Ele não vê muitos caminhos além das parcerias com empresas fortes, dispostas a investir e tocar os times. “O futebol de Interior vai precisar cada vez mais de parceiros. A figura vai ter de estar vinculada nisso. Tudo o que é clube, tipo XV, Francana, que há dez, 15 anos eram maiores do que o Mirassol, estão mortos hoje.”
Além disso, a Federação Paulista de Futebol (FPF) também deveria equalizar suas cotas. Essa é a avaliação feita pelo presidente do Mirassol. “Eu entendo que o Mirassol não tem de receber o mesmo que recebem os times de grandes torcidas, mas a desproporção está muito grande. Isso precisa ser revisto”, considerou. Ele também propôs que a vitória na Copa Paulista passasse a valer o ingresso na Série D do Campeonato Brasileiro. A Confederação Brasileira de Futebol (CBF) avalia o assunto.
Enquanto o próximo Paulista não vem, o Mirassol trata de consolidar as categorias de base, com a disputa do Paulista no Sub-11, Sub-13, Sub-15, Sub-17 e Sub-20. No segundo semestre, além destas competições, o time profissional vai participar da Copa Paulista.

- **O que fazer**
- A) No texto apresentado, o que o presidente do Mirassol propôs em relação à vitória na Copa Paulista?
- B) Como fica em inglês esta frase do texto apresentado: "No segundo semestre, além destas competições, o time profissional vai participar da Copa Paulista."?

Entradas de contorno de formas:
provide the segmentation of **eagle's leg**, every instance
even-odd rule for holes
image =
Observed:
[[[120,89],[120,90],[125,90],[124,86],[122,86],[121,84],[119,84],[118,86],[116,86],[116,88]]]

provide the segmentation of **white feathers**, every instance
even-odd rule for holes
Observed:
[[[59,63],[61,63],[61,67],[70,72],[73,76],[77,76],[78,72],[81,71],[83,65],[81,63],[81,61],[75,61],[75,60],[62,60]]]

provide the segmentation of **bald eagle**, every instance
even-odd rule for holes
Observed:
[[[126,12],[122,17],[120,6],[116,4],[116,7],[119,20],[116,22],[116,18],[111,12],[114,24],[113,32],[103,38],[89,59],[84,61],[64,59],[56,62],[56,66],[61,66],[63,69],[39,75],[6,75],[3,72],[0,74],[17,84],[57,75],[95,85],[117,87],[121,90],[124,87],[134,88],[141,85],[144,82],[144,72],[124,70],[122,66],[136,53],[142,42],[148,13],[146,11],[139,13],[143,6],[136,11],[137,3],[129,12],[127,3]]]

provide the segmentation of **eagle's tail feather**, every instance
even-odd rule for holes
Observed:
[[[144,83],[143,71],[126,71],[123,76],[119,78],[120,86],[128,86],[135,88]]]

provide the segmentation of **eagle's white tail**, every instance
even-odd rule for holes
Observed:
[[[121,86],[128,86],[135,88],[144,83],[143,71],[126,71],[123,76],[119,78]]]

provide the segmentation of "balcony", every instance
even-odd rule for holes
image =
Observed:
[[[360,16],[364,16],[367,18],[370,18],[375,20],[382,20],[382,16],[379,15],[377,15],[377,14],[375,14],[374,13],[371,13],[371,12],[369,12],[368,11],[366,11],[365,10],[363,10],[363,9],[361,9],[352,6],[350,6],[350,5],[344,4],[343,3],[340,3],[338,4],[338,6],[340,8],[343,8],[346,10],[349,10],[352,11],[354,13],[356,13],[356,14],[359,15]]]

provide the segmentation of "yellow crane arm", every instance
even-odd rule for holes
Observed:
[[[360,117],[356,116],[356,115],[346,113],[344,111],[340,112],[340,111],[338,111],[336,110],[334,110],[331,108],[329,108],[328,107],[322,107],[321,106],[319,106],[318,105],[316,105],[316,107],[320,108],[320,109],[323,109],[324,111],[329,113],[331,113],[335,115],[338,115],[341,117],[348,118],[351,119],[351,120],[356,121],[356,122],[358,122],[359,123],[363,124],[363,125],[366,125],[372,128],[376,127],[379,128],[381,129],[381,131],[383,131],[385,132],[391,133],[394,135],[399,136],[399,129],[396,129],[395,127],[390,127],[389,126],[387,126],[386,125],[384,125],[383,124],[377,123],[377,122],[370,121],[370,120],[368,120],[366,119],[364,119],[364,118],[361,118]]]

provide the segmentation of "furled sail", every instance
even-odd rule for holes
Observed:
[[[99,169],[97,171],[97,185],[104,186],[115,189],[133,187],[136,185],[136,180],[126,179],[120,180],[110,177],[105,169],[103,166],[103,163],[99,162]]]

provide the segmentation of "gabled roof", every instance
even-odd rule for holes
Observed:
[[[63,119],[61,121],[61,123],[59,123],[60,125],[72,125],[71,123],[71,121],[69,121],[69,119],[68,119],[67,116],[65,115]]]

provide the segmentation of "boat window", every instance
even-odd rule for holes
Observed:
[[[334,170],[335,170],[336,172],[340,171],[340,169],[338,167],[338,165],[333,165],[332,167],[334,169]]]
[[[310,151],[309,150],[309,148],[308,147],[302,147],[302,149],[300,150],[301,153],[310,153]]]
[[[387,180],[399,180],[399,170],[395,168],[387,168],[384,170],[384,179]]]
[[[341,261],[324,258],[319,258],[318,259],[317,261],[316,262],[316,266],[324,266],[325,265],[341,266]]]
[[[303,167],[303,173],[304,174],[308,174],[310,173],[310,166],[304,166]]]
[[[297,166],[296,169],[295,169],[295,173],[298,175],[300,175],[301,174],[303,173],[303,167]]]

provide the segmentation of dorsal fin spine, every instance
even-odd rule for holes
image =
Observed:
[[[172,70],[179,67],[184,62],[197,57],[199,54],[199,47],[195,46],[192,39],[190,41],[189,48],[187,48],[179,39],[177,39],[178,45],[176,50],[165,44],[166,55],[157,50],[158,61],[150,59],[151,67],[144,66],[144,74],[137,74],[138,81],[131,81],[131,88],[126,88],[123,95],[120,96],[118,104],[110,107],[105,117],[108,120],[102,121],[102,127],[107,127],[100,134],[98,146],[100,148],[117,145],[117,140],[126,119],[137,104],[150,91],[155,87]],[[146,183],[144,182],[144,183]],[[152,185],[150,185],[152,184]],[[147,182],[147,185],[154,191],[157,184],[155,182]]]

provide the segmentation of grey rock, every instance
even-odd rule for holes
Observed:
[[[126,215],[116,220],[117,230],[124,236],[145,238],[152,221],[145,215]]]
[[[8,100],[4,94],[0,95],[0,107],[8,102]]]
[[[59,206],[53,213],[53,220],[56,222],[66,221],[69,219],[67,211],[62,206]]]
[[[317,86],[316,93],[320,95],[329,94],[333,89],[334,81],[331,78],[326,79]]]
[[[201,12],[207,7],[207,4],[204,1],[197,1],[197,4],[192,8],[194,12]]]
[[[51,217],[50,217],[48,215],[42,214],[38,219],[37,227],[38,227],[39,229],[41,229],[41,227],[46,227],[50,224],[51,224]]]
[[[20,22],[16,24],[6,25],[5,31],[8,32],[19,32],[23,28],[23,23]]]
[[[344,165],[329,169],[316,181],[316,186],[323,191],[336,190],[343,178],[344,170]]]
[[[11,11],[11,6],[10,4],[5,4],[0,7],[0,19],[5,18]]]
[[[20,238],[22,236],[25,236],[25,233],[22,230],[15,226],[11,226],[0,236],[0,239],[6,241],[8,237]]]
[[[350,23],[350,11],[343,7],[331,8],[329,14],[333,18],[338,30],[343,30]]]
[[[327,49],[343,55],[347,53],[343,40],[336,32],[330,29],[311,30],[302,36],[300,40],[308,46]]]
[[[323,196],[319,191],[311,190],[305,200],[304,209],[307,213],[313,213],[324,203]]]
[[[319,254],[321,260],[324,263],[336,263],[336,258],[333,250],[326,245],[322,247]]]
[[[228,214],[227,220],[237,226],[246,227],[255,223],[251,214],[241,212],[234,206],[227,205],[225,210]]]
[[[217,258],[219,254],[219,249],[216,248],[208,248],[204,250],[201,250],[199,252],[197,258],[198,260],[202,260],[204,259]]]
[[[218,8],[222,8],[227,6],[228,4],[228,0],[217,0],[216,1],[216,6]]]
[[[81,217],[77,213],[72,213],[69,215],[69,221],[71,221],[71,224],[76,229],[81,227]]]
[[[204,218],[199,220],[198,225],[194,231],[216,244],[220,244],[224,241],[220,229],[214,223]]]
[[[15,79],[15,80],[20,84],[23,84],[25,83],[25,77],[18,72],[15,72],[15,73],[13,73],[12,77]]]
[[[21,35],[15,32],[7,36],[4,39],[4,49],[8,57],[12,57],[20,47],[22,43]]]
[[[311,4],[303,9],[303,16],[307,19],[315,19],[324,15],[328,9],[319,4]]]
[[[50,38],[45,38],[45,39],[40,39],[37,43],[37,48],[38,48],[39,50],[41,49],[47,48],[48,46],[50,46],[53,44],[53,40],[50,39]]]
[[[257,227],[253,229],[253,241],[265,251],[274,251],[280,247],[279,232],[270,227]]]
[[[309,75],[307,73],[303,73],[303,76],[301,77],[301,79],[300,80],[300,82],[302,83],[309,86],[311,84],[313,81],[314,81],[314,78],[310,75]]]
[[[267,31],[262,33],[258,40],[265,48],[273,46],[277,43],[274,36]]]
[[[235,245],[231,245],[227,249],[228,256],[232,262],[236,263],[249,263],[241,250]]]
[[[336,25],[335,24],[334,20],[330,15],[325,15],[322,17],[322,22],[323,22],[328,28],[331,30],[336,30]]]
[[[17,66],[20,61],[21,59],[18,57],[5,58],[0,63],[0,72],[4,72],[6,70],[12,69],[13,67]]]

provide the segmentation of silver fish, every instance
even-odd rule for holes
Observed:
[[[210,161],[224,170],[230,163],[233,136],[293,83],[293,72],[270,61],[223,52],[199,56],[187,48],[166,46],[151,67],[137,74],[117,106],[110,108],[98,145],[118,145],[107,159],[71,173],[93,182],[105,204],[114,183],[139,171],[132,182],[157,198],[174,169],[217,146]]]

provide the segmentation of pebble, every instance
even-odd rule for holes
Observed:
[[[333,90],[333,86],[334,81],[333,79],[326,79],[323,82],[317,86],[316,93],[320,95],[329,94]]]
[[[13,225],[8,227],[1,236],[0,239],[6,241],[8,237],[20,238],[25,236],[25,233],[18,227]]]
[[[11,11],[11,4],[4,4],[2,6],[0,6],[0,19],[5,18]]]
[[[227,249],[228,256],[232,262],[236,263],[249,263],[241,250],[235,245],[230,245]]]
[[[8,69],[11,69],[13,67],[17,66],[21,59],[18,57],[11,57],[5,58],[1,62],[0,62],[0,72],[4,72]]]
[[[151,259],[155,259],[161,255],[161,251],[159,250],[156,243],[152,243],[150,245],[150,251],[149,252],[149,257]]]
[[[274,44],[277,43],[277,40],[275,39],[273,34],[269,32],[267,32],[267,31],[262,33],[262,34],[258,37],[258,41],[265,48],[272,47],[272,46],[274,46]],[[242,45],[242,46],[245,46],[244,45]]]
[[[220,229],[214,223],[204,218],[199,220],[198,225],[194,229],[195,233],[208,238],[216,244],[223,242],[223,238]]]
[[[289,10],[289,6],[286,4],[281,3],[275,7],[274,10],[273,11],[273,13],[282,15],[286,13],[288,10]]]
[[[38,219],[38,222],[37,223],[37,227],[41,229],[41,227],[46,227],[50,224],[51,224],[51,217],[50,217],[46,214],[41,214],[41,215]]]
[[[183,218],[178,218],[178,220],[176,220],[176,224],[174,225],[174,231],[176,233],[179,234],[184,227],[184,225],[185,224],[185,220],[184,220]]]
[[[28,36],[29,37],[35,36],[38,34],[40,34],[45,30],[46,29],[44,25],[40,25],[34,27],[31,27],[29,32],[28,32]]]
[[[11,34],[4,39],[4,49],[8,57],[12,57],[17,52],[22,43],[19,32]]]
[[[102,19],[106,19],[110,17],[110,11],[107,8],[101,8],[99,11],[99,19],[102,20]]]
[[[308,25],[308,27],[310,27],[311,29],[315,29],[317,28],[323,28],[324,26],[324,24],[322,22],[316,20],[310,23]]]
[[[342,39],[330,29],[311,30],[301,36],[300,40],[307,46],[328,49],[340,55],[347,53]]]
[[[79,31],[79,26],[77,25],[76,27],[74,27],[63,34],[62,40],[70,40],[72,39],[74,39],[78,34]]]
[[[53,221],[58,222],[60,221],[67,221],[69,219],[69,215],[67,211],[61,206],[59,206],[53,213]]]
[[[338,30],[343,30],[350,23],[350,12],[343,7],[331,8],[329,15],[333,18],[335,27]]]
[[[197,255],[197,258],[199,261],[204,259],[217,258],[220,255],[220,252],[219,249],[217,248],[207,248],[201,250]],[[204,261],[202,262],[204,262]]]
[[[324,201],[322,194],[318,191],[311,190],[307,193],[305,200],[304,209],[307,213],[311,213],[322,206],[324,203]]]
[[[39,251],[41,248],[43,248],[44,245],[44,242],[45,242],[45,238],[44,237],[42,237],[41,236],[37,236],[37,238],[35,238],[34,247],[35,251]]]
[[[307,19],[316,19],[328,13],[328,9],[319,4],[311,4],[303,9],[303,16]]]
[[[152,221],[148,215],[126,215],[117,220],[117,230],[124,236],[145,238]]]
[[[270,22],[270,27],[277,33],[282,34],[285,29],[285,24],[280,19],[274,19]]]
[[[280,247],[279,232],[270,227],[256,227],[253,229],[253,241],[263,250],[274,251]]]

- **Respostas por tarefa**
- A) Que a vitória na Copa Paulista passasse a valer o ingresso na Série D do Campeonato Brasileiro.

- B) In the second half of the year, in addition to these competitions, the professional team will take part in the Copa Paulista.